▶ Directions: Copy exactly the run of lines that begins at the line with "Q: For each instance of the woman's gloved" and ends at the final line of the entries.

Stored data:
______________________________

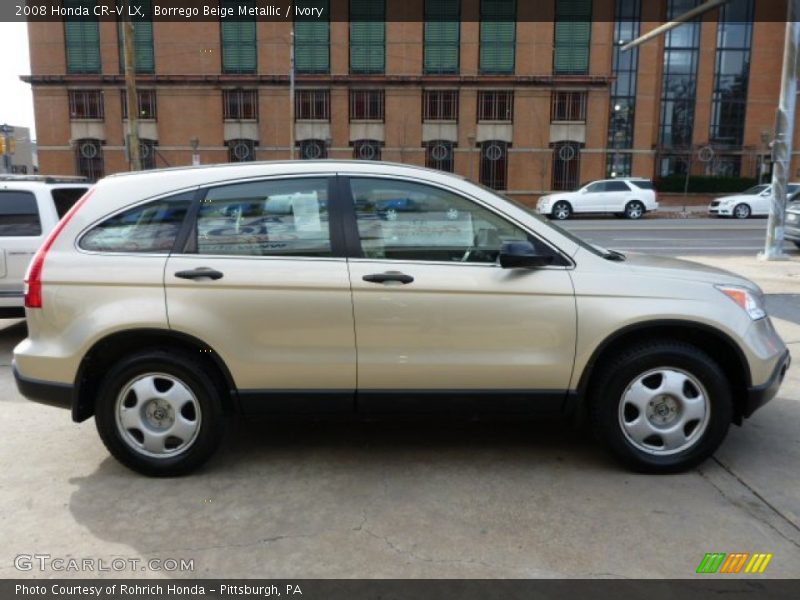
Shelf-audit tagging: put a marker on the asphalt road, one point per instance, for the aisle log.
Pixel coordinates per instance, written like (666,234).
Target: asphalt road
(675,237)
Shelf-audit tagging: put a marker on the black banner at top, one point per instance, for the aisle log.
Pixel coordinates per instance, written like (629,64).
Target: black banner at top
(352,10)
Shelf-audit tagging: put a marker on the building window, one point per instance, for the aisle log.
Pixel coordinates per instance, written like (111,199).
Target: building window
(496,106)
(366,105)
(494,164)
(238,39)
(568,106)
(442,36)
(439,155)
(312,105)
(144,56)
(573,32)
(147,151)
(729,98)
(240,105)
(440,105)
(312,40)
(623,88)
(678,89)
(566,165)
(367,150)
(241,150)
(313,149)
(367,36)
(147,104)
(85,104)
(89,159)
(82,37)
(498,36)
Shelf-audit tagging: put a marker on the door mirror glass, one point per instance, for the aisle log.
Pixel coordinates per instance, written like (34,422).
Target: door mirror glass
(522,255)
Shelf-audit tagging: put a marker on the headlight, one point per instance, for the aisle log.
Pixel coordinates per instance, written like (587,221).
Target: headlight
(751,303)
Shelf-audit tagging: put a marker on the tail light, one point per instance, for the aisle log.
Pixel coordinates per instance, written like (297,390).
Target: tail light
(33,277)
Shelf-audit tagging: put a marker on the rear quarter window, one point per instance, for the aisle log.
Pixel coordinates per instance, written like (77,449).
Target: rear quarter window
(643,185)
(149,228)
(19,214)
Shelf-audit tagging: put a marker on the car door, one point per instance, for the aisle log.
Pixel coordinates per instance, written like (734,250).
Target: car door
(264,282)
(592,198)
(439,324)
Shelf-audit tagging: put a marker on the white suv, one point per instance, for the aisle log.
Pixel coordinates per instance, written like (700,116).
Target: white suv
(627,197)
(30,206)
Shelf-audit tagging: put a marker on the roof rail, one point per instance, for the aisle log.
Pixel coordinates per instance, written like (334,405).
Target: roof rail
(45,178)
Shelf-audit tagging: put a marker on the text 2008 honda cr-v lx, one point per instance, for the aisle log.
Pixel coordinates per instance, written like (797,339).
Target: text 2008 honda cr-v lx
(167,300)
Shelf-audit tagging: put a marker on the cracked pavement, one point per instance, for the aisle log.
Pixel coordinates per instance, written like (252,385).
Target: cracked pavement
(401,499)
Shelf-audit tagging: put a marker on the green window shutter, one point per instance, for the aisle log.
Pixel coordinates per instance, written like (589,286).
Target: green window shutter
(573,32)
(498,36)
(238,41)
(367,36)
(442,36)
(82,40)
(312,39)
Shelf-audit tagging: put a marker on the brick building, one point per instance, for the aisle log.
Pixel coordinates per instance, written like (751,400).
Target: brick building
(524,96)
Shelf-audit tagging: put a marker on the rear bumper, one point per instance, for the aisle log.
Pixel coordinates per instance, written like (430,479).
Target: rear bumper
(758,396)
(44,392)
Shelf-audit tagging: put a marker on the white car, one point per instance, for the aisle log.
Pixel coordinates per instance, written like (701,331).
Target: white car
(30,207)
(753,202)
(625,197)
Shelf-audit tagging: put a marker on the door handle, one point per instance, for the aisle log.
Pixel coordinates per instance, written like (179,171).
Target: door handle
(389,276)
(200,273)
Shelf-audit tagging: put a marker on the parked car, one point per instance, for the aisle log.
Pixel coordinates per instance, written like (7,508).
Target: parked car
(753,202)
(30,206)
(792,229)
(469,305)
(631,198)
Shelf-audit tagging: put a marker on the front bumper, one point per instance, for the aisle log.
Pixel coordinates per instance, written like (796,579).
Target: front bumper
(44,392)
(758,396)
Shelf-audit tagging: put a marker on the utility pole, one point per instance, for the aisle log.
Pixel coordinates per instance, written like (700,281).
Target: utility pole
(291,96)
(784,134)
(128,41)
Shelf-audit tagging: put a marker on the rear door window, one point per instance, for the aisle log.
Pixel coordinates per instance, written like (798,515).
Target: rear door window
(19,215)
(279,217)
(148,228)
(64,198)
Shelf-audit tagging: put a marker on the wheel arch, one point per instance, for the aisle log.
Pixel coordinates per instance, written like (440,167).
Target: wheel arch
(713,341)
(113,347)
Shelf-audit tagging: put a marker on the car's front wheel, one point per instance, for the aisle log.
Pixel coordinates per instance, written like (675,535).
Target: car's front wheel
(634,210)
(561,210)
(159,413)
(741,211)
(662,406)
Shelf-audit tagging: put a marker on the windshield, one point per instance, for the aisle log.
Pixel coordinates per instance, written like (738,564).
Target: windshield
(593,248)
(755,190)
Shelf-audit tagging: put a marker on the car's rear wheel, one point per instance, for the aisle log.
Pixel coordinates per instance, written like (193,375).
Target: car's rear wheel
(662,406)
(741,211)
(634,210)
(159,413)
(561,210)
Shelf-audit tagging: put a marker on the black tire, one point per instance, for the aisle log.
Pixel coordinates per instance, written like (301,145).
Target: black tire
(206,408)
(618,373)
(561,211)
(634,210)
(741,211)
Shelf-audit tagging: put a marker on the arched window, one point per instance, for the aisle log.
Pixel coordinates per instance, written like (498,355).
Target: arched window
(89,159)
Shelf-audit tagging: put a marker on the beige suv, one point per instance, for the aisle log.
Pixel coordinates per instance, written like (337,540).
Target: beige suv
(167,300)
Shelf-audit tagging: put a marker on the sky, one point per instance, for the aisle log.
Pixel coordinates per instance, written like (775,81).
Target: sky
(16,101)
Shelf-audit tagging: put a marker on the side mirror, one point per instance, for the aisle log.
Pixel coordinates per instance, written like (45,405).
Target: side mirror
(522,255)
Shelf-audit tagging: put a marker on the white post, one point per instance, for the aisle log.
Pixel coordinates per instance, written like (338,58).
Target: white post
(784,134)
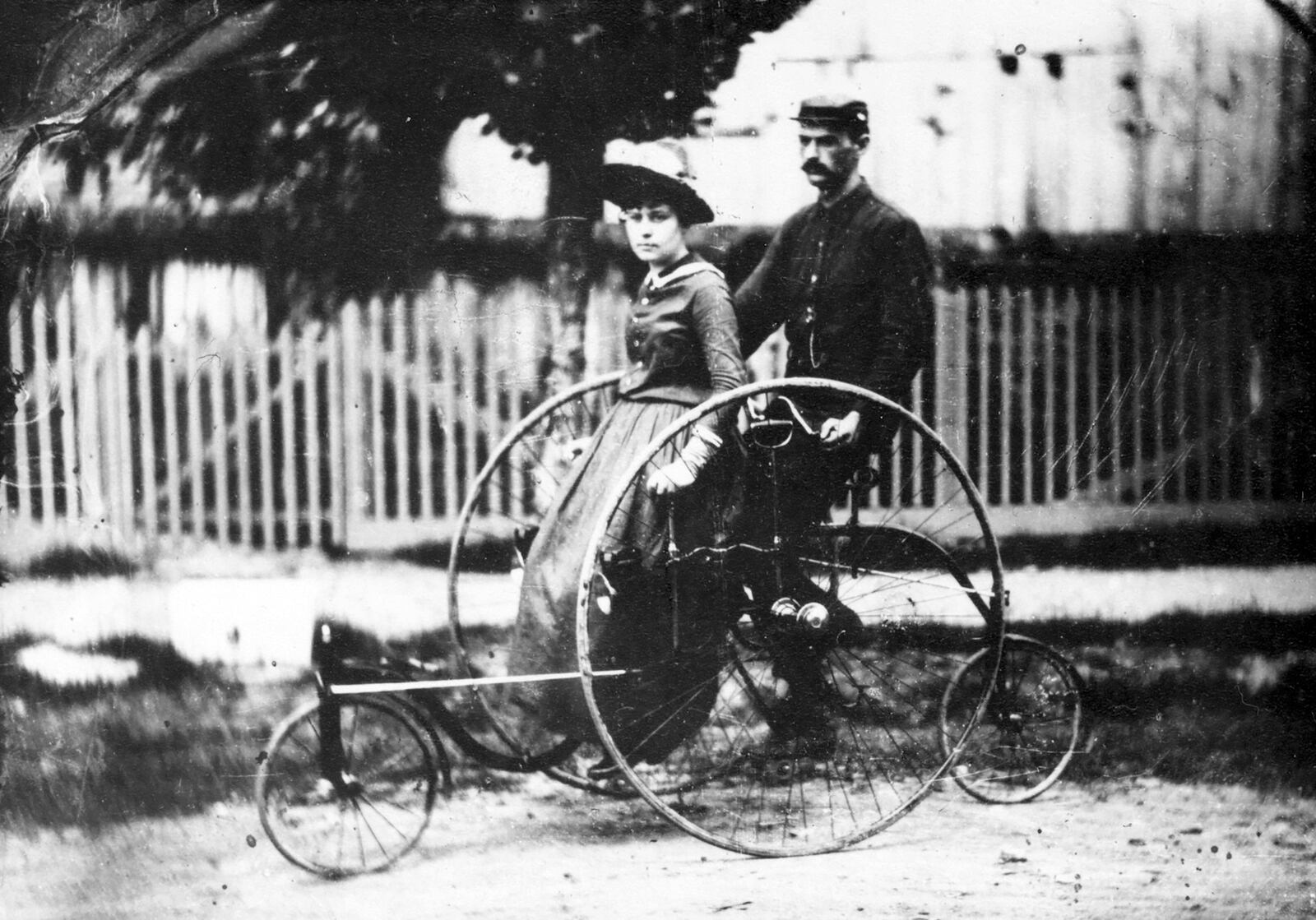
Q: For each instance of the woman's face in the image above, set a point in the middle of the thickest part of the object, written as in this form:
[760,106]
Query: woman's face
[655,233]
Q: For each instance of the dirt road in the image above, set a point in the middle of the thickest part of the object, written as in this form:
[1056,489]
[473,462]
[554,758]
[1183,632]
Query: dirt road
[1119,849]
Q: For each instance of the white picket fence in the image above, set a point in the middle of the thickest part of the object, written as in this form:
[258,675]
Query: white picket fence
[1074,405]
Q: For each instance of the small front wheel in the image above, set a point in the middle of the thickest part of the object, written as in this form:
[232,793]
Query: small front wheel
[1030,731]
[375,806]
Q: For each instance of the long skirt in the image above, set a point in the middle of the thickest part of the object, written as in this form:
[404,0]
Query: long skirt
[671,689]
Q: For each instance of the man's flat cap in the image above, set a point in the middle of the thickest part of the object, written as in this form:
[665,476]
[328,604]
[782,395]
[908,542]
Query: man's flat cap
[839,111]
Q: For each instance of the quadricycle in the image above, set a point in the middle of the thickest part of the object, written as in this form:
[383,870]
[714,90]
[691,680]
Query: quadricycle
[813,681]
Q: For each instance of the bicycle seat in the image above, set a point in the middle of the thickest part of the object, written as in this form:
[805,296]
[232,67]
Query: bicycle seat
[776,424]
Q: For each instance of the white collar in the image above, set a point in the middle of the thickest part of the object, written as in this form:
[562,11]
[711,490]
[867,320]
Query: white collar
[653,280]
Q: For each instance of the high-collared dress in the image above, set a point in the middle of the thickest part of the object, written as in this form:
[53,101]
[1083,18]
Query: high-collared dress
[683,346]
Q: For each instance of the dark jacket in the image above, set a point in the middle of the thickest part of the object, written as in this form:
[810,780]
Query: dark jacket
[682,337]
[852,284]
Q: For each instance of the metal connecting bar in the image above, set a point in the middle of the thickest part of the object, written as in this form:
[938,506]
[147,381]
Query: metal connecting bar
[401,686]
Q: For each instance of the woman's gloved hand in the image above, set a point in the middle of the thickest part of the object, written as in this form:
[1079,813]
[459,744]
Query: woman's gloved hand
[682,471]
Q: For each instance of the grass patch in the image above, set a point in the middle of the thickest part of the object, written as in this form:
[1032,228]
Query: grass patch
[175,738]
[1221,699]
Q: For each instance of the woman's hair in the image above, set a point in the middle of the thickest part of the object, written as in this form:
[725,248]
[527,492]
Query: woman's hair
[683,215]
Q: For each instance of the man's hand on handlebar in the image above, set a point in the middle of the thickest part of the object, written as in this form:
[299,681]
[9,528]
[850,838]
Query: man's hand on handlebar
[840,432]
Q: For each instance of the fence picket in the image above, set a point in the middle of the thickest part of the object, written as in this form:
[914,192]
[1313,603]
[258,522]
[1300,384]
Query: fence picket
[1157,372]
[1050,319]
[354,415]
[65,374]
[23,471]
[195,442]
[1072,392]
[265,416]
[424,453]
[311,409]
[1182,444]
[241,437]
[1006,458]
[984,460]
[336,409]
[1224,389]
[1118,395]
[146,433]
[286,394]
[375,359]
[401,389]
[44,409]
[449,345]
[220,444]
[1028,363]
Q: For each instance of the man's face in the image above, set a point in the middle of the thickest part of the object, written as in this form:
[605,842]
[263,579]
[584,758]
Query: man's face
[828,157]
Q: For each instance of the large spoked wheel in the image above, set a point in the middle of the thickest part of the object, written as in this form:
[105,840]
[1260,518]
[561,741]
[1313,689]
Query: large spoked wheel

______________________________

▶ The result:
Q: For each instance of the woman's gloved hand in the image above, set a point in the middle of the thickest part of the object, written as in this form:
[1079,813]
[459,744]
Query: woman's gloved hand
[682,471]
Q: For each instance of the grass patch in the image above, set a point in the middle of the thickest part of the object, written as in this form:
[1032,228]
Query: grass patch
[175,738]
[1221,699]
Q: For each instance of the woman's hair in the image above, set a point in the middle of the thickest part of the object, written as in this form:
[725,248]
[527,492]
Query: woman's hair
[683,215]
Q: For each instance of the man's hand on handlebar in the image above, set a point in the middle of the thickest part of the object, written as in this form:
[299,681]
[9,528]
[850,838]
Query: man's hand on handlebar
[840,432]
Q: For each instance of the fence picket in the image above, set a point in the middle of the thickest part of the object, written as in this form:
[914,192]
[1313,603]
[258,522]
[1300,384]
Query: fence picket
[1157,372]
[1050,319]
[354,415]
[65,374]
[23,471]
[195,442]
[1072,392]
[265,416]
[424,453]
[311,409]
[1182,444]
[241,437]
[1006,458]
[984,460]
[336,409]
[1224,389]
[1118,395]
[146,433]
[286,394]
[375,359]
[401,389]
[44,409]
[449,345]
[220,444]
[1028,363]
Q: For each instance of the man's face in the image above, set a point in the middle of the thickest part of the object, written as in this form:
[605,842]
[263,579]
[584,758]
Query: man's face
[828,157]
Q: For each instance of the large spoked wheel in the image above, set a point in the middle of the thickest part of the object, written as in this form:
[105,840]
[1260,518]
[561,741]
[1313,689]
Query: large spoked wheel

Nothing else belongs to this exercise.